| What you will do |
Could you quote the human ecology post in full, word for word?

| Extracted text |
■ ■ ■ ■ ■

Monthly Archives: October 2014

Human ecology

The connections of the knowledge base have developed to the point where I can start discussing major topics somewhat intelligently. The first of these I discuss is human ecology, or the relationship of peoples to the natural environment.

One approach to this is historical, considering the development of human society from antiquity and classical and medieval times through modern history, the effects of the industrial revolution from the 17th century, and the development of environmentalism as a political and social movement.  When I was in Elementary school in the late 1960s, concern with the environment, pollution, and so forth was just starting to gain widespread public attention, and I have watched the environmental movement develop in various ways, not all of them good.

A comparison of Modern American society with those of other peoples who still lack the conveniences many of us take for granted may also be instructive. It is no longer possible for modern city dwellers to live off the land as, for instance, the American Indian peoples did. A knowledge of different kinds of societies reinforces this view.

There are different religious viewpoints possible. The idea that God created the world and that we are responsible to Him for our dominion or stewardship over it, and that we should therefore not squander the bounties of nature or befoul our own nest (or those of our neighbors) is likely to produce a beneficial attitude.  Given the corruptibility of human nature, I personally doubt that political or legal remedies for environmental problems will be efficient. There are real and powerful economic forces at work that shape our response to and interaction with the environment.  There are many whose zeal in environmental causes is not well paired with knowledge.

The habits and customs of millions of people are difficult to change, and there are many technical and engineering problems that need to be addressed before proposed solutions can be adopted.  We are too dependent on modern techniques of transportation, food preparation, and agriculture to live the way that stone age tribesmen did, nor would most of us want to.

A more detail examination of the geographical problems (which vary from region to region), and the effects of human population and the workings of society is also society.

■ ■ ■ ■ ■

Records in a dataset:

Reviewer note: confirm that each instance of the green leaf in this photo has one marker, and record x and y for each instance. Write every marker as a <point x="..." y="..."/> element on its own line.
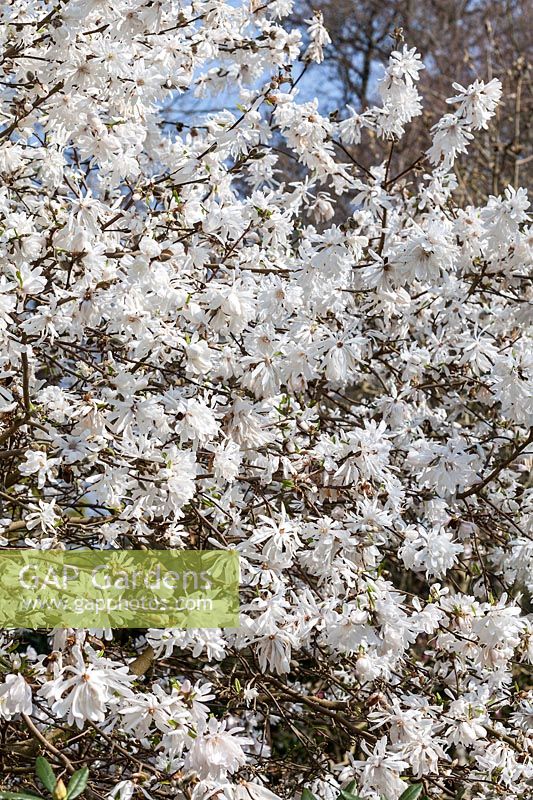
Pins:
<point x="412" y="792"/>
<point x="45" y="773"/>
<point x="77" y="783"/>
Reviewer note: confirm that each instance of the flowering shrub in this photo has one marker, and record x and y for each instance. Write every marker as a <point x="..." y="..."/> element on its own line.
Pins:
<point x="197" y="353"/>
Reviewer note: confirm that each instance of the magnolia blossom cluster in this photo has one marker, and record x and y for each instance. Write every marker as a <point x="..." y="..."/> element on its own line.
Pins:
<point x="200" y="350"/>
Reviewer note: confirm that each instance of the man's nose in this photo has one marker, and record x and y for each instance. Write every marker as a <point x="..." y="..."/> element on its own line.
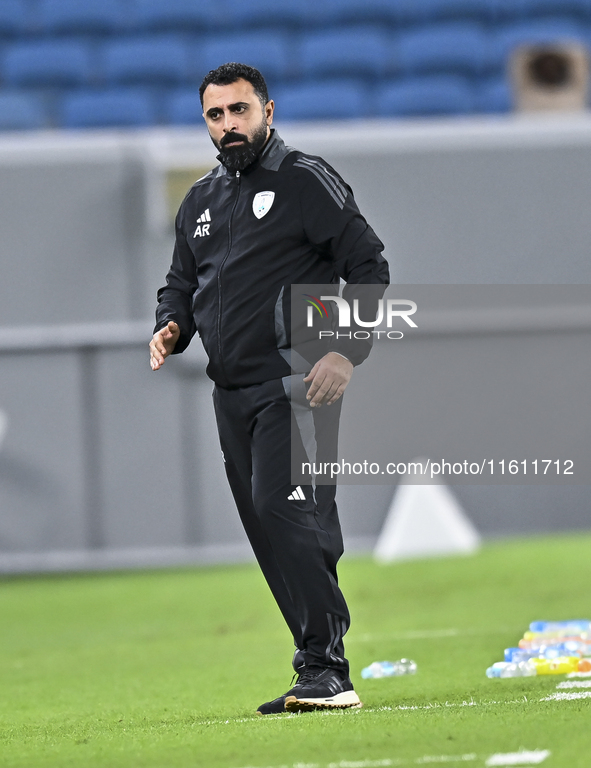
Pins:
<point x="229" y="122"/>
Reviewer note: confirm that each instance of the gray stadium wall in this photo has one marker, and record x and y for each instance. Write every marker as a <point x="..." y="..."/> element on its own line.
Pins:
<point x="106" y="464"/>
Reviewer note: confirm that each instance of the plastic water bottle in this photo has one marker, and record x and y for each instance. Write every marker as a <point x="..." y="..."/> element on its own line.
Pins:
<point x="572" y="626"/>
<point x="558" y="666"/>
<point x="570" y="648"/>
<point x="511" y="669"/>
<point x="389" y="669"/>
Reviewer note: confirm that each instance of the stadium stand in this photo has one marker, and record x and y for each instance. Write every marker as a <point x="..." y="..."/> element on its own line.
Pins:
<point x="581" y="8"/>
<point x="271" y="13"/>
<point x="548" y="30"/>
<point x="117" y="107"/>
<point x="368" y="53"/>
<point x="73" y="16"/>
<point x="447" y="47"/>
<point x="148" y="60"/>
<point x="269" y="51"/>
<point x="432" y="95"/>
<point x="304" y="47"/>
<point x="21" y="111"/>
<point x="494" y="96"/>
<point x="428" y="11"/>
<point x="182" y="107"/>
<point x="14" y="17"/>
<point x="52" y="63"/>
<point x="181" y="15"/>
<point x="331" y="99"/>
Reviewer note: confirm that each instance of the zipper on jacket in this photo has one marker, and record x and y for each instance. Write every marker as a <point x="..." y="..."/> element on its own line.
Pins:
<point x="220" y="273"/>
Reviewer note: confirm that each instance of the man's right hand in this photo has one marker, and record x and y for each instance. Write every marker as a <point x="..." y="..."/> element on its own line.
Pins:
<point x="162" y="344"/>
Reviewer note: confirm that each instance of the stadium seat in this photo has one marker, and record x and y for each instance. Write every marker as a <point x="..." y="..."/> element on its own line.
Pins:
<point x="329" y="99"/>
<point x="446" y="47"/>
<point x="92" y="16"/>
<point x="430" y="11"/>
<point x="182" y="15"/>
<point x="493" y="96"/>
<point x="267" y="51"/>
<point x="182" y="107"/>
<point x="21" y="111"/>
<point x="47" y="63"/>
<point x="110" y="108"/>
<point x="507" y="38"/>
<point x="553" y="7"/>
<point x="355" y="51"/>
<point x="265" y="13"/>
<point x="14" y="17"/>
<point x="385" y="11"/>
<point x="421" y="96"/>
<point x="154" y="59"/>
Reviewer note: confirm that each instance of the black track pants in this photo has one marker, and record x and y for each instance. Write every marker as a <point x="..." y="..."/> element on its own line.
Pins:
<point x="296" y="542"/>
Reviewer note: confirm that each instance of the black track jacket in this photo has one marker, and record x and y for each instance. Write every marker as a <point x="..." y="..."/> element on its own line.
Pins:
<point x="242" y="239"/>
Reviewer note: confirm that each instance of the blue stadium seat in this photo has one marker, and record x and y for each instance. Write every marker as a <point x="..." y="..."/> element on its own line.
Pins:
<point x="259" y="13"/>
<point x="92" y="16"/>
<point x="182" y="107"/>
<point x="329" y="99"/>
<point x="553" y="7"/>
<point x="421" y="96"/>
<point x="385" y="11"/>
<point x="267" y="51"/>
<point x="182" y="15"/>
<point x="355" y="51"/>
<point x="429" y="11"/>
<point x="155" y="59"/>
<point x="47" y="63"/>
<point x="446" y="47"/>
<point x="21" y="111"/>
<point x="107" y="109"/>
<point x="493" y="96"/>
<point x="14" y="17"/>
<point x="539" y="31"/>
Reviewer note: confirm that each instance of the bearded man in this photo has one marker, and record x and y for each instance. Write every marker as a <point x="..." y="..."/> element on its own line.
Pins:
<point x="266" y="218"/>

■ ■ ■ ■ ■

| Response area |
Monthly Archives: October 2014

Human ecology

The connections of the knowledge base have developed to the point where I can start discussing major topics somewhat intelligently. The first of these I discuss is human ecology, or the relationship of peoples to the natural environment.

One approach to this is historical, considering the development of human society from antiquity and classical and medieval times through modern history, the effects of the industrial revolution from the 17th century, and the development of environmentalism as a political and social movement.  When I was in Elementary school in the late 1960s, concern with the environment, pollution, and so forth was just starting to gain widespread public attention, and I have watched the environmental movement develop in various ways, not all of them good.

A comparison of Modern American society with those of other peoples who still lack the conveniences many of us take for granted may also be instructive. It is no longer possible for modern city dwellers to live off the land as, for instance, the American Indian peoples did. A knowledge of different kinds of societies reinforces this view.

There are different religious viewpoints possible. The idea that God created the world and that we are responsible to Him for our dominion or stewardship over it, and that we should therefore not squander the bounties of nature or befoul our own nest (or those of our neighbors) is likely to produce a beneficial attitude.  Given the corruptibility of human nature, I personally doubt that political or legal remedies for environmental problems will be efficient. There are real and powerful economic forces at work that shape our response to and interaction with the environment.  There are many whose zeal in environmental causes is not well paired with knowledge.

The habits and customs of millions of people are difficult to change, and there are many technical and engineering problems that need to be addressed before proposed solutions can be adopted.  We are too dependent on modern techniques of transportation, food preparation, and agriculture to live the way that stone age tribesmen did, nor would most of us want to.

A more detail examination of the geographical problems (which vary from region to region), and the effects of human population and the workings of society is also society.